CHALLENGE: Copy the rows from the very first one through the line that contains "column 609, row 376", replacing "Query" with "Search term" everywhere and leaving everything else as it is. Omit the pictures from your copy.

TASK INPUT:
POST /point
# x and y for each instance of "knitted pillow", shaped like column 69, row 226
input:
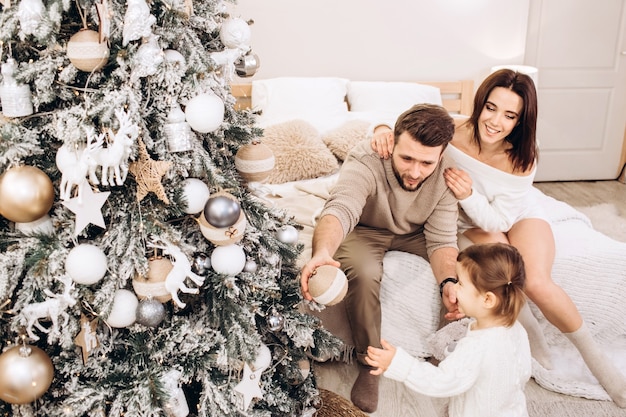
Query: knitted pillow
column 342, row 139
column 299, row 152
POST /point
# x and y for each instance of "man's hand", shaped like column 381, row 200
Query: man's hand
column 380, row 358
column 309, row 269
column 383, row 141
column 459, row 182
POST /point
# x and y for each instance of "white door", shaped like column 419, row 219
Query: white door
column 579, row 47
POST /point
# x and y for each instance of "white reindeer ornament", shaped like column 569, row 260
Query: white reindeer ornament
column 53, row 308
column 175, row 280
column 74, row 166
column 112, row 159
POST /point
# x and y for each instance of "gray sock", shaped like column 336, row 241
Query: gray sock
column 609, row 376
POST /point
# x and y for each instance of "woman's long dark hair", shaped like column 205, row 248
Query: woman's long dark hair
column 523, row 152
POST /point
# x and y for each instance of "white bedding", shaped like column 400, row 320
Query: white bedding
column 590, row 267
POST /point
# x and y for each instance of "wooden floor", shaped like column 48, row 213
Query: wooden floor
column 395, row 400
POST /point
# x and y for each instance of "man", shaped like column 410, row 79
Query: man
column 378, row 205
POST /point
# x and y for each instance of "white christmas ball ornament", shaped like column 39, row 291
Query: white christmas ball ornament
column 263, row 358
column 175, row 57
column 205, row 112
column 196, row 193
column 86, row 264
column 235, row 33
column 328, row 285
column 228, row 260
column 287, row 234
column 124, row 310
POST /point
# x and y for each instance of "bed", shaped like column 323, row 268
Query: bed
column 310, row 123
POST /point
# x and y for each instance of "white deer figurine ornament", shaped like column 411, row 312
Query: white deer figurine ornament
column 113, row 159
column 52, row 308
column 175, row 280
column 74, row 166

ANSWER TO THE EXERCISE:
POST /point
# x and y for each instance of "knitted pillow", shaped like column 69, row 226
input:
Search term: knitted pillow
column 342, row 139
column 299, row 152
POST /point
# x and y for each instance of "man's hand", shaped like column 381, row 200
Search term: man's hand
column 380, row 358
column 309, row 269
column 383, row 141
column 459, row 182
POST /point
# x and y for each instance of "white door", shaped like column 419, row 219
Search term: white door
column 579, row 47
POST /point
# x and y for each instance of "white reindeer ornament", shaped like column 569, row 260
Search term: white reindeer ornament
column 53, row 308
column 175, row 280
column 74, row 166
column 112, row 159
POST /point
# x and y for each instance of "gray sock", shaped like column 336, row 241
Search term: gray sock
column 609, row 376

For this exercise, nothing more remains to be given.